▸ Problem details
Check each line of the material below for "clicks", then copy the ones that contain it.
-*-*-
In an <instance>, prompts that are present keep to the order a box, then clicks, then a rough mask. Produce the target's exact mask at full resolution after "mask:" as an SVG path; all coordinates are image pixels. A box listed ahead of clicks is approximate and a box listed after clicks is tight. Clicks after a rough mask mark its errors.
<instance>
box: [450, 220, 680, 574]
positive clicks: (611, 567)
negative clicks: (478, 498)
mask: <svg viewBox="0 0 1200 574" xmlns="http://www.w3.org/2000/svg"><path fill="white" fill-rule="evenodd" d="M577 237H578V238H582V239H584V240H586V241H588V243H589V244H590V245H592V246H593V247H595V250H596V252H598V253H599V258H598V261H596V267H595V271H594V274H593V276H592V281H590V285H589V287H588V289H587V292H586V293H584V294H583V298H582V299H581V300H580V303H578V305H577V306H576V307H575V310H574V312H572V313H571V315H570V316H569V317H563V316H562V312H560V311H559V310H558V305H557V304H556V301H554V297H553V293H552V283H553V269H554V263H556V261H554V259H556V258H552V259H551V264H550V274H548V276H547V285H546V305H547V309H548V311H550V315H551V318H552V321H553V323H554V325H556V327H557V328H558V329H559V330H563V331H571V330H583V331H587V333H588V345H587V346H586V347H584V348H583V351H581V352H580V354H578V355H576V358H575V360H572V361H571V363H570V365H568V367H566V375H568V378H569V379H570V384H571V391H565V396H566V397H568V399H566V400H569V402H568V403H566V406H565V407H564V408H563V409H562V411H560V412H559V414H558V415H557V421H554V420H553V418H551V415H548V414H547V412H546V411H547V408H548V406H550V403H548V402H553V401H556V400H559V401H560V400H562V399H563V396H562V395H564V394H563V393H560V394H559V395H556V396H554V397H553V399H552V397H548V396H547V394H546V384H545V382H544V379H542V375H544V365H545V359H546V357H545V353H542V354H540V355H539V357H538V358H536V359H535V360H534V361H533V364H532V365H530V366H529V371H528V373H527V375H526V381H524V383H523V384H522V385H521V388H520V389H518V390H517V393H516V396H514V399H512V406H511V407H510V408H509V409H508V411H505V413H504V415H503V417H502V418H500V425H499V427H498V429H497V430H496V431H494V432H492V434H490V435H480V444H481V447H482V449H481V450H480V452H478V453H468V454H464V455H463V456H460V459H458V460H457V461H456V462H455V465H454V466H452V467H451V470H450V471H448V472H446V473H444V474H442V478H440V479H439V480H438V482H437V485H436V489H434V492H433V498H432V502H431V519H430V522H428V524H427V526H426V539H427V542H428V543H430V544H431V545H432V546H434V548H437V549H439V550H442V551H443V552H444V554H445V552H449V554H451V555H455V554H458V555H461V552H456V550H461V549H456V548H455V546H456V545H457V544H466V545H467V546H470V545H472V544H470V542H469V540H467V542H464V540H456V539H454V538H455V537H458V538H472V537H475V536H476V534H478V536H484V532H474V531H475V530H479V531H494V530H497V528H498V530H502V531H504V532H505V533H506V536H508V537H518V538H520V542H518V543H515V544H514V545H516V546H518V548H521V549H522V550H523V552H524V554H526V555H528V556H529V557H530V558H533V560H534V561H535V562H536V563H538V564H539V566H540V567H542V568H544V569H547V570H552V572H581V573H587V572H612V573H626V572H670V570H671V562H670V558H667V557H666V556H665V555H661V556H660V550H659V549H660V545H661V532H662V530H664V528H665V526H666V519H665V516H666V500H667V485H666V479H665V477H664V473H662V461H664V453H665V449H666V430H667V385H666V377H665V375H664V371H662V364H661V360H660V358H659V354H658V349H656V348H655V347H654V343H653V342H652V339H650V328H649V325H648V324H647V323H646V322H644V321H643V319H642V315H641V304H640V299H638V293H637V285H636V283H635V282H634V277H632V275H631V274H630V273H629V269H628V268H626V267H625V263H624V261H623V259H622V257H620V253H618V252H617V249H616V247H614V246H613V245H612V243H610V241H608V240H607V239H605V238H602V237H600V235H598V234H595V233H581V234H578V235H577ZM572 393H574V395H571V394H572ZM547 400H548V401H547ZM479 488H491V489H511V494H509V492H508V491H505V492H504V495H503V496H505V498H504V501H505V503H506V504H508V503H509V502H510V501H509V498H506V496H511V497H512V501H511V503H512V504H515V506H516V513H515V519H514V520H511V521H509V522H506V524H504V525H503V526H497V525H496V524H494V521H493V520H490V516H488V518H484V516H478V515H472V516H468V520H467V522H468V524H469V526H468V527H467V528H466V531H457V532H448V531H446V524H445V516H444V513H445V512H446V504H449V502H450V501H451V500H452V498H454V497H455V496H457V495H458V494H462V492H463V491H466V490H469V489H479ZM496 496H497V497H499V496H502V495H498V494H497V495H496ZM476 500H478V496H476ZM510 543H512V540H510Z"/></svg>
-*-*-
▸ Reply
In an <instance>, prompts that are present keep to the order a box, then clicks, then a rough mask. Produce the target's exact mask at full resolution after "mask:" as an SVG path; all coordinates are image pixels. A box listed ahead of clicks is approximate and a box listed after clicks is tight. Clicks after a rough mask mark its errors.
positive clicks: (611, 567)
negative clicks: (478, 498)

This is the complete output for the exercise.